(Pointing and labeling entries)
>>>

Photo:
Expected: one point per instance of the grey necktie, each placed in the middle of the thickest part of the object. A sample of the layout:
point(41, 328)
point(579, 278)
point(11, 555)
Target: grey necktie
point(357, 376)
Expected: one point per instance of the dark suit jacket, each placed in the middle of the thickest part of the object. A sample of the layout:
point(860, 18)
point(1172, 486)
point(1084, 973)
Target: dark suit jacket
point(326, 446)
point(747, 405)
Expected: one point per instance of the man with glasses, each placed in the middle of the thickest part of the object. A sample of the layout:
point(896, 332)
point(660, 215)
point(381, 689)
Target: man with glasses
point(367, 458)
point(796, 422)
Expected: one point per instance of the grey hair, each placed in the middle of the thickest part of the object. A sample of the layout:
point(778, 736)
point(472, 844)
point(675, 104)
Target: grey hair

<<<

BRIEF —
Reproduce all of the rows above, replacing every occurrence of "thickest part" with "widest part" and leaving everything else unchanged.

FINISHED EXERCISE —
Photo:
Expected: one point per instance of the grey necktie, each placed in the middle of the widest part of the object. A sample of the layout:
point(41, 328)
point(579, 278)
point(11, 555)
Target: grey necktie
point(357, 376)
Expected: one point per instance of the dark suit jacket, each placed in the middle of the widest part of the object. A sample of the layout:
point(860, 18)
point(1172, 486)
point(1084, 973)
Target: dark suit jacket
point(326, 446)
point(747, 405)
Expected: one point per instance of the man with glasses, each placed in the middle of the widest part of the object. A sample of the layout:
point(896, 332)
point(660, 215)
point(381, 689)
Target: man with glasses
point(367, 458)
point(796, 422)
Expected: one point per instance of the grey hair, each placed in the middle of the widest part of the object. A sample of the layout:
point(778, 736)
point(472, 844)
point(675, 104)
Target: grey hair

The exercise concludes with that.